SET EXERCISE:
Reproduce the material below word for word, omitting the pictures.

Records from a data collection
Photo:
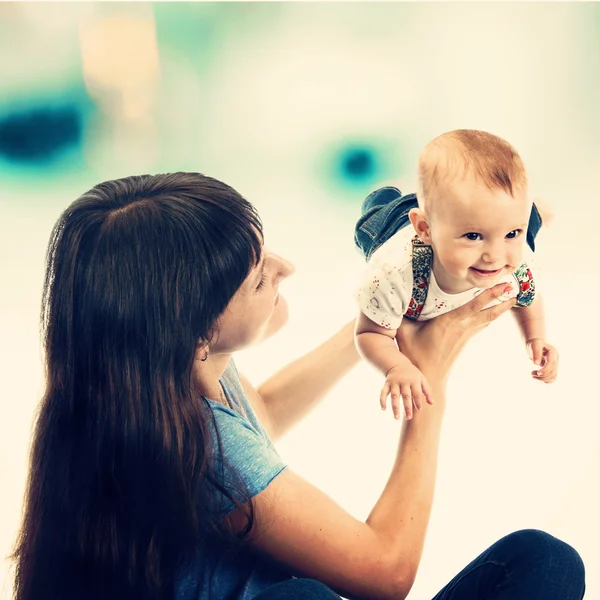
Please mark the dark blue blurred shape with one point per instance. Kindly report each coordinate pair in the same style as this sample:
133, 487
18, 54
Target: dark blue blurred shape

OUTPUT:
Photo:
Please mark the dark blue blurred shape with one point per instance. Kindly report each coordinate pair in the same style as this sample:
133, 487
18, 54
Target: dark blue blurred shape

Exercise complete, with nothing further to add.